Saved data entries:
====
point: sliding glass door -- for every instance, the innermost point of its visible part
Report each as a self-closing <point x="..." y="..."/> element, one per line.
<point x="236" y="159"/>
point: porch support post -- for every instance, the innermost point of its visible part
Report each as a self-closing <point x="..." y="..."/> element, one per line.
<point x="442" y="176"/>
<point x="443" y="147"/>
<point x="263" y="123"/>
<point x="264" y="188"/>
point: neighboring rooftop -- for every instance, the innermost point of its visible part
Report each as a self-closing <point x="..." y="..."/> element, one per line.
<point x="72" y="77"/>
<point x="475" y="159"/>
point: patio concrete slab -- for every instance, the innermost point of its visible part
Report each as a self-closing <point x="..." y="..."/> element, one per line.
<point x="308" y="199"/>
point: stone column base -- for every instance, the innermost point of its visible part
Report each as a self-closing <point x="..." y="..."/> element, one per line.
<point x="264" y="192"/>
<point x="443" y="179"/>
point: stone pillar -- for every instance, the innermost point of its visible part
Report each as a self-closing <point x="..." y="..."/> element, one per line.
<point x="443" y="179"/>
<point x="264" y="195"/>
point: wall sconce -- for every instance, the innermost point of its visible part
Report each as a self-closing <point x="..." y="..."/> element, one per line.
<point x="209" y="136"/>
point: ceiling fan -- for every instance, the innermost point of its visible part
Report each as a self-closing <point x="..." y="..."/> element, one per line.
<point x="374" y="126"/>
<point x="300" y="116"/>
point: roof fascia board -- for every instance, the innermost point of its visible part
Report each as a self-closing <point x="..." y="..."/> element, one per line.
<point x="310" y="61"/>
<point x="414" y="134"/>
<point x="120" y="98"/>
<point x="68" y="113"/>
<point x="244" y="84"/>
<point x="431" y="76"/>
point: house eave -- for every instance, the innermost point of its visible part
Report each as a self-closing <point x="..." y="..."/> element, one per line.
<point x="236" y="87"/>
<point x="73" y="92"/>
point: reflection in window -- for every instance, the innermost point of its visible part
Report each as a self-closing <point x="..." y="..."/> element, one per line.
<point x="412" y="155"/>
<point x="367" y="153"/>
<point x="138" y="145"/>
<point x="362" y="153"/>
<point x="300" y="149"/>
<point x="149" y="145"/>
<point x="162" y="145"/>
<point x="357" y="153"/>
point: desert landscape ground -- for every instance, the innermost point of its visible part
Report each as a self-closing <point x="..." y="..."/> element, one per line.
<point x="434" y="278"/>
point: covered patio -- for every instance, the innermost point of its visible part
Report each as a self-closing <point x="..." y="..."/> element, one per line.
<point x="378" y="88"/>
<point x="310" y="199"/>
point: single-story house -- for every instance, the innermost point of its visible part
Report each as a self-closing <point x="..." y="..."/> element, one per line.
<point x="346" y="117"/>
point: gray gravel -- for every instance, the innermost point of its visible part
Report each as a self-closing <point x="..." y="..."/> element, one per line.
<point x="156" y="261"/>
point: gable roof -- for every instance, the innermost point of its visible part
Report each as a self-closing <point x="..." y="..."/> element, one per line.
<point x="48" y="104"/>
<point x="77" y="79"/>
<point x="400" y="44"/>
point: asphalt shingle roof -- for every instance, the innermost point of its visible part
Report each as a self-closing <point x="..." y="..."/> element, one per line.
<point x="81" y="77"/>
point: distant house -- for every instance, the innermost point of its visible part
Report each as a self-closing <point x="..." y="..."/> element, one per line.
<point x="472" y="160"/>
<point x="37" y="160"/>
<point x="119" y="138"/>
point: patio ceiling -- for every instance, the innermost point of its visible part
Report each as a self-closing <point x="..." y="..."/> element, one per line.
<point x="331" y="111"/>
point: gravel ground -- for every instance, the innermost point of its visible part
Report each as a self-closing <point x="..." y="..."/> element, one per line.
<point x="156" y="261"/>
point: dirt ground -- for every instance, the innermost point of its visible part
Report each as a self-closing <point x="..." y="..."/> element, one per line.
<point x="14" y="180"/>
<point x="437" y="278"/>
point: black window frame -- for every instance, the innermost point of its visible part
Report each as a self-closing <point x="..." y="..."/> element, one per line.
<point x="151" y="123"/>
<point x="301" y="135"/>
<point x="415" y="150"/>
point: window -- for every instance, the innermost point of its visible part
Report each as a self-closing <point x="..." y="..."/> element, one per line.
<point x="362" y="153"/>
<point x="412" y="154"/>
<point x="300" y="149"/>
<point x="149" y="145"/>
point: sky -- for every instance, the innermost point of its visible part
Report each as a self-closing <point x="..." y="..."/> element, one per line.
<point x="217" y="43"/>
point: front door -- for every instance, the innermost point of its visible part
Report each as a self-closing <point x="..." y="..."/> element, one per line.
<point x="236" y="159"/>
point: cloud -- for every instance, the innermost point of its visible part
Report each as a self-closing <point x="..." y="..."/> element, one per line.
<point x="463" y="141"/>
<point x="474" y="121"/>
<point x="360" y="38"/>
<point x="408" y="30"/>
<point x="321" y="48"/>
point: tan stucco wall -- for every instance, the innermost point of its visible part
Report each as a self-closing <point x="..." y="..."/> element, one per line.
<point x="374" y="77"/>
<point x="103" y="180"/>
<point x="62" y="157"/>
====
▶ **Task prompt**: Once each line with "patio" in the entries is counted, state the total and nothing else.

▶ **Finished exercise**: 3